** What you are asked to do **
Write out, with no changes, only the part of the records that begins at the line containing "eyebrow, one line per instance." and continues through the final line of the records.

[Object position labeling entries]
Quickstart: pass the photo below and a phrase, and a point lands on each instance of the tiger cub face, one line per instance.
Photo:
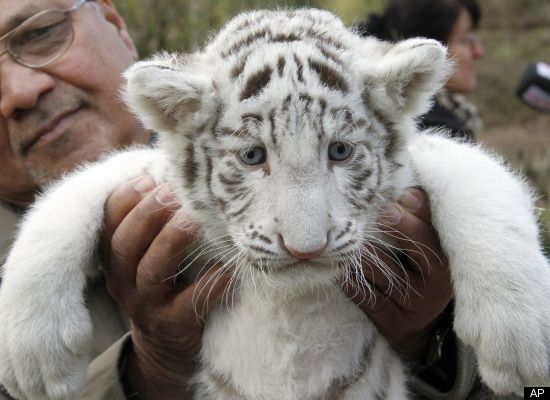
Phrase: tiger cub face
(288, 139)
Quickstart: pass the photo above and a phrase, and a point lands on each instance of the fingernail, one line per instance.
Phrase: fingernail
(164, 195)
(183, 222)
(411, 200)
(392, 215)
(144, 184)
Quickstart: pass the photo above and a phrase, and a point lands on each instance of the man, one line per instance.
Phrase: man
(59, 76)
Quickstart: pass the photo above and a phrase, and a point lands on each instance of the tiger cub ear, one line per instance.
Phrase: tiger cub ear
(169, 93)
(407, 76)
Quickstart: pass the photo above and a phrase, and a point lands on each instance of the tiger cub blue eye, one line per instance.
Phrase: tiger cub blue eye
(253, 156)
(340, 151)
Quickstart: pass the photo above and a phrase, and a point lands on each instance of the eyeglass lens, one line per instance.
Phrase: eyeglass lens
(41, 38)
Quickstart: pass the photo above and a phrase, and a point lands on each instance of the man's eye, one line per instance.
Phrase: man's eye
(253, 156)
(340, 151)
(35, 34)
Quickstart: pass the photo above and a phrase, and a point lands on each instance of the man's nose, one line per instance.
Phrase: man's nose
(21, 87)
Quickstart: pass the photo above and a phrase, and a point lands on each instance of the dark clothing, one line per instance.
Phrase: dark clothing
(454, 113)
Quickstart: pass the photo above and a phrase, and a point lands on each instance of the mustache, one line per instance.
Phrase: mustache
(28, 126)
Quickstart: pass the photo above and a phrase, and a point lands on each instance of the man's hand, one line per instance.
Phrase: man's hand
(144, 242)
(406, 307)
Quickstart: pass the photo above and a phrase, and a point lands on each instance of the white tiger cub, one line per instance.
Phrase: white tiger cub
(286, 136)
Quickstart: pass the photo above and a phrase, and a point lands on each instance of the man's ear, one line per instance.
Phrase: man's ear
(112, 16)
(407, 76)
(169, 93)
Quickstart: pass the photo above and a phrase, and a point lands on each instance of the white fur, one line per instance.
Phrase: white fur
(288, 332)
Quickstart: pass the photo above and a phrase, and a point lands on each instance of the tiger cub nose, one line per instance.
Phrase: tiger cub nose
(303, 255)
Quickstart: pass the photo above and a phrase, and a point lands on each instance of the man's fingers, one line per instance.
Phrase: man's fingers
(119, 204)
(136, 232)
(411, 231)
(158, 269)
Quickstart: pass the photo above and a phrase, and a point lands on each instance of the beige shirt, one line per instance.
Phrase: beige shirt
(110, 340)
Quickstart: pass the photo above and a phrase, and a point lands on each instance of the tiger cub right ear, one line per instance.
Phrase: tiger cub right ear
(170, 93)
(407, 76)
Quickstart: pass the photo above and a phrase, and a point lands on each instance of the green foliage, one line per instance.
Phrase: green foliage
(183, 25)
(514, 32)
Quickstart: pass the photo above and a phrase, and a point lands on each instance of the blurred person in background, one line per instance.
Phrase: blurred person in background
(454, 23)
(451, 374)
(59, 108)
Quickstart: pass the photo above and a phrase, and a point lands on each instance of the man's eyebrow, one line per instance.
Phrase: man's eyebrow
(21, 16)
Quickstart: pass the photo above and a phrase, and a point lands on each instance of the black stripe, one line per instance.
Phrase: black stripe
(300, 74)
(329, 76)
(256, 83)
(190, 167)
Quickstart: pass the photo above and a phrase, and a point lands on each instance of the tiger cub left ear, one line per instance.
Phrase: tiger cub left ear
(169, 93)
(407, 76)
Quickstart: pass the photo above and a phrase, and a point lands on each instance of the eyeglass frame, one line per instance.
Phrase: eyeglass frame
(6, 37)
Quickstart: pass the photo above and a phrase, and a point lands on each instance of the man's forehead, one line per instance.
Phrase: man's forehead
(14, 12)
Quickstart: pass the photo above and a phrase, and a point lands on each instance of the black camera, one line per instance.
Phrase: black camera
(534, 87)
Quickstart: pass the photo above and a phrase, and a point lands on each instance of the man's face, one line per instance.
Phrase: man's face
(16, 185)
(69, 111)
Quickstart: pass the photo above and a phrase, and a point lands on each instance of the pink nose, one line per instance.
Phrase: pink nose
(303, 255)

** Expected answer **
Quickstart: pass the photo above and a phrase, and a point lands on each instance of the man's eyebrow, one line per instance.
Phrase: man's eyebrow
(21, 16)
Quickstart: pass the photo above and a phrase, and a point lands on each instance of the black stripe, one line per instance.
Phrase: black stripe
(300, 74)
(329, 76)
(256, 83)
(190, 167)
Quickstart: pass the photo above and a phrase, and a point lands on each instance of the tiger cub left ear, one line per instance.
Phrase: tiger cub left ear
(169, 93)
(407, 76)
Quickstart: pass the photo above and a phrase, and a point lands on each instance of the eyeglass frame, one line per instance.
Phrase: eyeglass frame
(6, 37)
Quickstart: pass the photo above and a phrase, and a point lands on each instance of the man's forehead, one line per instance.
Phrase: man's forehead
(14, 12)
Quickstart: pass the photo above and a phrase, and a point lands on each instance of the black camera, one line per instance.
Phrase: black camera
(534, 87)
Quickstart: pass the photo above and a phrase, and a point lands on each instance of the man's face, one line per instance.
Phrase: man's face
(16, 185)
(69, 111)
Quickstart: pass the photo above and a phrase, and a point lands on each instance of the pink nose, one line per instance.
Phrase: pink nose
(303, 255)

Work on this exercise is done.